BRIEF
Copy the items below line for line, without changing anything.

(Source records)
_ _ _ _
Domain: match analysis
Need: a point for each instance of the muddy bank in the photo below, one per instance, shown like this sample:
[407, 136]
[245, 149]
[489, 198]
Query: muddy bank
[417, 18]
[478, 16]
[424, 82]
_ _ _ _
RESULT FOR THIS TASK
Domain: match analysis
Need: a point for each instance of the muddy bank in the photo below, one per instance, shown like this sample:
[407, 136]
[245, 149]
[489, 198]
Query: muddy bank
[417, 18]
[478, 16]
[424, 82]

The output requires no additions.